Rechercher

Éditorial : la miséricorde

Résurrection

La miséricorde, notion « vieillie » selon les dictionnaires, a refait son apparition dans le vocabulaire catholique depuis une trentaine d’années. Le mérite de cette redécouverte revient tout entier au pape Jean-Paul II, qui, après avoir ré-acclimaté de façon spectaculaire les mots rédemption/rédempteur, dans sa première encyclique Redemptor hominis, en 1979, consacrait en 1980 sa deuxième encyclique à la Miséricorde sous le titre Dives in misericordia, pris à saint Paul (Ep 2, 4). Les commentateurs, un peu surpris à l’époque, pointaient tout de suite les sources de cet emploi dans la spiritualité particulière au peuple polonais, marqué depuis l’époque romantique par la méditation de la croix, dans une ambiance héroïque où l’amour de la patrie disparue rejoignait la compassion pour le Christ souffrant. Sœur Faustine Kowalska (1905-1938), qui n’était pas encore canonisée, ni même béatifiée, commençait à être connue en France, mais le P. Michał Sopoćko, son guide et son confident (aujourd’hui béatifié), n’était, lui, pas du tout traduit, ni même cité.

Par la suite, le succès du thème de la Miséricorde ne s’est pas démenti. Et le pape François vient de lui donner un nouvel essor, en proclamant une année sainte de la Miséricorde. Les publications sont maintenant innombrables, la traduction des œuvres de sainte Faustine a atteint tous les continents. Y a-t-il là un effet de mode, qui retombera demain, ou sommes-nous en présence d’une redécouverte féconde qui marquera la théologie et la spiritualité du XXIe siècle ? Il est sans doute trop tôt pour le dire, mais, en attendant, on peut travailler, en prenant au sérieux le thème de la miséricorde et en voyant ce que sa réintroduction implique.

Parmi les sujets les plus brûlants, il y a sans doute ceux qui tournent autour de la question : « qui est Dieu ? » Avec la miséricorde, on sort des attributs métaphysiques (unité, simplicité, éternité, immensité, aséité) qui ont longtemps formé la base du discours sur Dieu. Les stoïciens, aux dires de saint Augustin, avaient du mal à admettre la miséricorde parmi les vertus, pour la raison qu’elle implique une émotion, et constitue finalement une faiblesse. Or il s’agissait là de la miséricorde humaine, que n’auraient-ils pas dit d’une miséricorde attribuée à Dieu ? Peut-on, par exemple, parler encore de la Justice de Dieu quand son visage de Père occupe toute la place ? Et, dans le même sens, ne faut-il pas renoncer à l’impassibilité divine, qui aurait trop longtemps empêché la pensée chrétienne d’accepter le mouvement d’un Dieu qui se penche sur sa créature et qui ressent sa misère ? Bref, la miséricorde semble porter avec elle la contestation de toute une théologie qui a considéré Dieu comme séparé, inaccessible, etc.

· · · · · · ·

• CONSIGNE
Rédigez la suite de l'éditorial sur la miséricorde, en reprenant juste après sa dernière phrase.

· · · · · · ·

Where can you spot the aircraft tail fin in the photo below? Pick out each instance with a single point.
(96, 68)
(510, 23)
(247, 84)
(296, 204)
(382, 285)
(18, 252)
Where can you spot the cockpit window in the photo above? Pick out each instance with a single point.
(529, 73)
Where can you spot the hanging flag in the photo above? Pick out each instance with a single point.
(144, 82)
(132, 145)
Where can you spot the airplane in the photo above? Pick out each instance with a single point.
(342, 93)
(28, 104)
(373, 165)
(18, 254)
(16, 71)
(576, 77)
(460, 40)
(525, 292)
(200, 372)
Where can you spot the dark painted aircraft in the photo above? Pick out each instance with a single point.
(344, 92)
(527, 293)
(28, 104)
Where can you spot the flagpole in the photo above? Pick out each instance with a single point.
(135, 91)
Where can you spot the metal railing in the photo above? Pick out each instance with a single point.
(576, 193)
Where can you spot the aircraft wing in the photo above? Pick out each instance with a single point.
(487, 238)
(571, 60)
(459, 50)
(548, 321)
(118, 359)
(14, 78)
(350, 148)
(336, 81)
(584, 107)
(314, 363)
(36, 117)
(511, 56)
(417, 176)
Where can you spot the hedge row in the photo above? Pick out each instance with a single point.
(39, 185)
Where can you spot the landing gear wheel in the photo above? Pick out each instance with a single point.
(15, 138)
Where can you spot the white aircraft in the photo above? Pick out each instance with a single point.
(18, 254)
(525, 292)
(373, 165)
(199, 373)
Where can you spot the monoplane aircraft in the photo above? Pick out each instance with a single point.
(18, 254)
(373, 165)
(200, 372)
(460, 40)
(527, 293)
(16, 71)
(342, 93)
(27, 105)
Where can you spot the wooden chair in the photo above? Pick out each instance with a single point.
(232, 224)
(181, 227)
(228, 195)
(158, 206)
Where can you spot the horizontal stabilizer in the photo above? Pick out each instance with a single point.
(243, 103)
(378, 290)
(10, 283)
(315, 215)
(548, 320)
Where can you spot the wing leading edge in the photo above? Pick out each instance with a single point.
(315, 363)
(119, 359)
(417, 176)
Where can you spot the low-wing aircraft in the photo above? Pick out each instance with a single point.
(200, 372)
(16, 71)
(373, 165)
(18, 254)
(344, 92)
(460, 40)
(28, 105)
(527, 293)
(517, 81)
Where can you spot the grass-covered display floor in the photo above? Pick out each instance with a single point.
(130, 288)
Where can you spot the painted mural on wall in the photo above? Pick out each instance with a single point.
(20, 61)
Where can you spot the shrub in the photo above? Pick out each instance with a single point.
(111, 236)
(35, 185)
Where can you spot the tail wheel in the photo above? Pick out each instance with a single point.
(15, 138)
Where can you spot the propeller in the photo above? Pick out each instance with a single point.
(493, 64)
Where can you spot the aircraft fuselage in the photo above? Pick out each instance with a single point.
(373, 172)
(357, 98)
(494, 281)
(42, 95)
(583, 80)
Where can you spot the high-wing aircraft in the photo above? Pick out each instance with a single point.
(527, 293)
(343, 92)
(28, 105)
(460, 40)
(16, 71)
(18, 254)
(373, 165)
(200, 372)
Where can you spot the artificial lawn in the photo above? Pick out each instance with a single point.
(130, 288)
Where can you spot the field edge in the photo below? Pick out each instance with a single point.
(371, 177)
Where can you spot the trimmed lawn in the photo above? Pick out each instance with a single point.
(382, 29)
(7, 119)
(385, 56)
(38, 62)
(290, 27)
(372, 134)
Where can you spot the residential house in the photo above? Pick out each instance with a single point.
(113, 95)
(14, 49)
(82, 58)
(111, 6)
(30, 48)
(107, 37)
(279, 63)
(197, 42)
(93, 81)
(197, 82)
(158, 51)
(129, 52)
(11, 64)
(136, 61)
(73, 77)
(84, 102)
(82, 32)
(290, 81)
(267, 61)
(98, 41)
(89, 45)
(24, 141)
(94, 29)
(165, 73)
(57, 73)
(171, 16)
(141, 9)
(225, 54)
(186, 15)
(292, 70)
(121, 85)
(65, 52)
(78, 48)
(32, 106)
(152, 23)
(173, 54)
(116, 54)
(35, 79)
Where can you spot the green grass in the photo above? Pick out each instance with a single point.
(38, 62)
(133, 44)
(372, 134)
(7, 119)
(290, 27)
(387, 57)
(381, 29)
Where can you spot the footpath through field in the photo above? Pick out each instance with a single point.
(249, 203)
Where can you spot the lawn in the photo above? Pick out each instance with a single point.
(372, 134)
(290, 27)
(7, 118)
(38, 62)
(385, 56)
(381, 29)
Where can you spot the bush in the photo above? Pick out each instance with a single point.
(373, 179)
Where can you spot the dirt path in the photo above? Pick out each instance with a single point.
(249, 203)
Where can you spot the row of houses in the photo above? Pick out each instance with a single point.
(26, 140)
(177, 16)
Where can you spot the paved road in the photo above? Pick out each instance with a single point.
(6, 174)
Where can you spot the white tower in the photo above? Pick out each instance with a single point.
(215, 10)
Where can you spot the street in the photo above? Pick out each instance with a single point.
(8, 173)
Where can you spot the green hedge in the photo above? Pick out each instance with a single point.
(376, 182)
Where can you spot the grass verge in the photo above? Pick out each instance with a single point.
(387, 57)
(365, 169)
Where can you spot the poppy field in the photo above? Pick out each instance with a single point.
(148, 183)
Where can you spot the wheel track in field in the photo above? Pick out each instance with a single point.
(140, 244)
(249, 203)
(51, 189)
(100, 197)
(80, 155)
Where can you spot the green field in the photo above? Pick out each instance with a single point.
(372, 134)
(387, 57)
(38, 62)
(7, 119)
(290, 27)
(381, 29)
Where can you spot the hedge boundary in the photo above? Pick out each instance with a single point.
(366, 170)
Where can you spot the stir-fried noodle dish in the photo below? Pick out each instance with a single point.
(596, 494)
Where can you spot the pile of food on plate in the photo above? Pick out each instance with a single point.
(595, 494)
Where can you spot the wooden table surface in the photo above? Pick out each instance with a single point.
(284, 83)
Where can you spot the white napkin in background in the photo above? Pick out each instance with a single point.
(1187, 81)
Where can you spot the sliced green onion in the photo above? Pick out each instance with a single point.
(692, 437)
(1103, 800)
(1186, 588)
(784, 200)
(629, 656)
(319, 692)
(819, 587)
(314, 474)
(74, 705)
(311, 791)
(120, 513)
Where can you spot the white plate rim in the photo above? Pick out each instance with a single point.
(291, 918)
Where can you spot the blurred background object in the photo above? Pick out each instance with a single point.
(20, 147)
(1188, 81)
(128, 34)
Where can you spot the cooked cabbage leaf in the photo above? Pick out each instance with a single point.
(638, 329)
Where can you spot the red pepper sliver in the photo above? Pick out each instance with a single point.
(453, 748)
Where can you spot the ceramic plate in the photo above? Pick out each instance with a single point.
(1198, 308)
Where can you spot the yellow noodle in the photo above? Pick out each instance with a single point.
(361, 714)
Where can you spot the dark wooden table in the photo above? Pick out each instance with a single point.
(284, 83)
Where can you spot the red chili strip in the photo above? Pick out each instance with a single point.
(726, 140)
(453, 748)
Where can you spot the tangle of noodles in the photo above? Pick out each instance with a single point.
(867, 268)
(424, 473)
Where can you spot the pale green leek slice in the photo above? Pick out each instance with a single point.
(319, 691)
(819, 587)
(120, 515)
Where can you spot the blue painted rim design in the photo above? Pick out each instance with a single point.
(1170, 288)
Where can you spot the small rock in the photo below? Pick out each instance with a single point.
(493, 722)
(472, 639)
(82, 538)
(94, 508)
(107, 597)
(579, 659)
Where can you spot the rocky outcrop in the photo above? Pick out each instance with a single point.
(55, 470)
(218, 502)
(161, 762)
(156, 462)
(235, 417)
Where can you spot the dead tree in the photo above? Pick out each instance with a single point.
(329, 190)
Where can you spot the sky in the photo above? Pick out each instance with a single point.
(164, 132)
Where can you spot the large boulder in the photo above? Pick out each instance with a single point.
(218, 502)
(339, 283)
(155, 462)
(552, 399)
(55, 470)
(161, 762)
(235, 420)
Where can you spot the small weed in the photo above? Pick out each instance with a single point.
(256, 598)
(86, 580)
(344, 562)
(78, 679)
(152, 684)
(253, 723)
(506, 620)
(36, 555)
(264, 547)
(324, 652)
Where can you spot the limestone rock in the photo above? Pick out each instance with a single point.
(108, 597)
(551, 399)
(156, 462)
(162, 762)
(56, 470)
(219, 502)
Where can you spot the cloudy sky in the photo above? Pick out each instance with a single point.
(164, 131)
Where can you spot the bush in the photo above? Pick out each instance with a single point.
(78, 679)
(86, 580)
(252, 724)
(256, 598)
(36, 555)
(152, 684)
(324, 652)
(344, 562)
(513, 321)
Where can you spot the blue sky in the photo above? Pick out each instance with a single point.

· · · · · · ·

• RÉSULTAT
Et pourtant saint Augustin, saint Anselme, pour ne citer qu’eux, n’ont pas eu peur de mettre la miséricorde de Dieu au cœur de leur pensée, sans renoncer une seconde à affirmer la transcendance radicale de celui-ci. C’est sans doute une indication qui peut nous aider à sortir des simplismes qu’on nous assène trop souvent. Mais le travail reste à faire en grande partie. Faute de pouvoir tout traiter, ce numéro sur la Miséricorde fait une place particulière à la problématique Justice/Miséricorde, qui est évidemment centrale : nous sommes en face de deux termes qui procèdent de deux univers de pensée différents, et qui sont également présents dans l’Écriture. Il s’agit répondre au défi que pose leur conjonction :

Yahvé passa devant lui [Moïse] et il cria : « Yahvé, Yahvé, Dieu de tendresse et de pitié, lent à la colère, riche en grâce et en fidélité, qui garde sa grâce à des milliers, tolère faute, transgression et péché mais ne laisse rien impuni et châtie les fautes des pères sur les enfants et les petits-enfants, jusqu’à la troisième génération. » (Ex 34, 6-7)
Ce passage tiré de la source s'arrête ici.